Check each line of the records below and collect those that include the word "lane".
:: THE INPUT
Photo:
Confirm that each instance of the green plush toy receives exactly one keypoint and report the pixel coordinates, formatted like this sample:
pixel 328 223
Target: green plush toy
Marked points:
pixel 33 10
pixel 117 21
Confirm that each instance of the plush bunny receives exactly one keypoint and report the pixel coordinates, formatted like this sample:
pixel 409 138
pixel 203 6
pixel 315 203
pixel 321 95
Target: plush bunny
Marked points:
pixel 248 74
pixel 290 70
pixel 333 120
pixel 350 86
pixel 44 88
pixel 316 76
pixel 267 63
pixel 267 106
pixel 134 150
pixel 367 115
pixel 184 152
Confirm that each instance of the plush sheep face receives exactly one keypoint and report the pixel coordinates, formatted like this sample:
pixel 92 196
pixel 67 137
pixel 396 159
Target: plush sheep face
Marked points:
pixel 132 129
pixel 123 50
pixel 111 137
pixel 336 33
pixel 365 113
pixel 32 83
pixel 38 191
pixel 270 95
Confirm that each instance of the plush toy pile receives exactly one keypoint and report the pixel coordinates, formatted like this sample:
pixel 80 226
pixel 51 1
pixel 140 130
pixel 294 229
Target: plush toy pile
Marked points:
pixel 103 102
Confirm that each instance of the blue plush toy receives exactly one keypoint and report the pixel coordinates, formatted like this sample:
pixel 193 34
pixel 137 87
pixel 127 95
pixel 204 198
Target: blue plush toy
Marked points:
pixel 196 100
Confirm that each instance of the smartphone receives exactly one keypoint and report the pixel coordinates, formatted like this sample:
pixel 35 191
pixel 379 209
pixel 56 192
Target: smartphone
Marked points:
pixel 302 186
::::
:: THE INPUT
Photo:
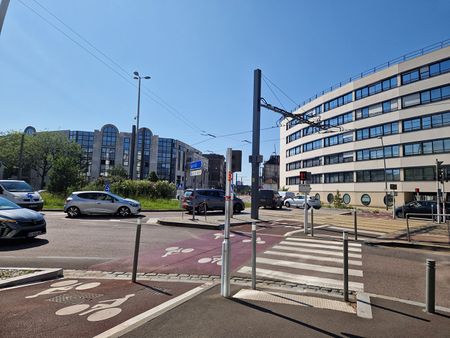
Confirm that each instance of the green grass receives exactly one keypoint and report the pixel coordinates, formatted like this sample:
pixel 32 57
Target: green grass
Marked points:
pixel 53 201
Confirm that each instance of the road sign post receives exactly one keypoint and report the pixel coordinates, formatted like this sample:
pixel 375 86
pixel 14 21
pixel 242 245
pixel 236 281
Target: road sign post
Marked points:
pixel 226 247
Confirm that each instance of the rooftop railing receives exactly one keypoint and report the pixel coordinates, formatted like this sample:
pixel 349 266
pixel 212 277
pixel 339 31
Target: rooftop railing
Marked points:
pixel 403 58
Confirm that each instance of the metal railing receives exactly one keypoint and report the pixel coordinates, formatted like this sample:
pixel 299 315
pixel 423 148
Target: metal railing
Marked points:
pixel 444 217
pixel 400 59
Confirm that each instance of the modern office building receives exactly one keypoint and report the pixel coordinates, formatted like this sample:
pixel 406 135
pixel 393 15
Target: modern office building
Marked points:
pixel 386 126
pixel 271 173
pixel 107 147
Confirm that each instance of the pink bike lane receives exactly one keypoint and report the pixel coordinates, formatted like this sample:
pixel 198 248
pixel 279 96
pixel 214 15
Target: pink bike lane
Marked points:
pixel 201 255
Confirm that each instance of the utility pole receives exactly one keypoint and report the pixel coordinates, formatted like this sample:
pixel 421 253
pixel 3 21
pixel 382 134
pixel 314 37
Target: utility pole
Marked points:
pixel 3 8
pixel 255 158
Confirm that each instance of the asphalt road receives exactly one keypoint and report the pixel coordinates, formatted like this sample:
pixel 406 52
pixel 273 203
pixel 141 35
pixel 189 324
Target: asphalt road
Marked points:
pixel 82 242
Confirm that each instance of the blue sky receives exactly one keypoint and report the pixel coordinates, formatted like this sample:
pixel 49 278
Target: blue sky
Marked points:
::::
■ **FINAL ANSWER**:
Confirm that each instance of the pink bike lane receives exactly one keypoint and report the pixel coordinates, formatted like this sample:
Target: pink bike lane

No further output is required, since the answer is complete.